● Task to carry out
Can you render each line of the listing below as a string in one JSON list, one entry per line, leaving out any blank lines?

● Data
○ ○ ○
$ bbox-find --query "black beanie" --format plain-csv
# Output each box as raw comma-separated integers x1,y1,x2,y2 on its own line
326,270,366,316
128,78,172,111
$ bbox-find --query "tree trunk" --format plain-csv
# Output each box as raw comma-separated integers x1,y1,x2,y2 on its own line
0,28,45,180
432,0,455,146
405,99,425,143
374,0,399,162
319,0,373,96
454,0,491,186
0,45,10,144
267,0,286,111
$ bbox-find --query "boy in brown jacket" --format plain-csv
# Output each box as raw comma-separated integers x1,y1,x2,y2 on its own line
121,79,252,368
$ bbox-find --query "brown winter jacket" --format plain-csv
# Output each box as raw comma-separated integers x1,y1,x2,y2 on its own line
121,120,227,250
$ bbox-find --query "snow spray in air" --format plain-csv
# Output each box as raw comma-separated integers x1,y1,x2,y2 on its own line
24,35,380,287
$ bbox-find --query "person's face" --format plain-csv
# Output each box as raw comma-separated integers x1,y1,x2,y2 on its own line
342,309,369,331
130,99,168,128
○ ○ ○
● Solution to the exercise
[
  "$ bbox-find --query \"black beanie\" --format plain-csv",
  "# Output each box as raw comma-separated integers x1,y1,x2,y2 on its own line",
  "326,270,366,316",
  "128,78,172,111",
  "$ bbox-find --query \"tree trunk\" --format plain-csv",
  "# Output each box as raw comma-separated integers x1,y1,x2,y2 on its own line",
  "0,28,45,180",
  "432,0,455,146",
  "405,99,425,143",
  "374,0,399,162",
  "319,0,373,96",
  "454,0,491,186",
  "0,45,10,144",
  "267,0,286,111",
  "$ bbox-find --query \"boy in brown jacket\" --format plain-csv",
  "# Output each box as raw comma-separated integers x1,y1,x2,y2 on its own line",
  "121,79,252,368",
  "$ bbox-find --query \"brown winter jacket\" --format plain-csv",
  "# Output each box as raw comma-separated integers x1,y1,x2,y2 on its own line",
  "121,120,227,250",
  "$ bbox-find --query \"snow spray in air\" --format plain-csv",
  "# Output each box as raw comma-separated integers x1,y1,x2,y2 on its own line",
  "24,35,380,287",
  "$ bbox-find --query \"person's face\" --format plain-csv",
  "# Output each box as raw comma-separated integers x1,y1,x2,y2 on its own line",
  "342,309,369,331",
  "130,99,168,128"
]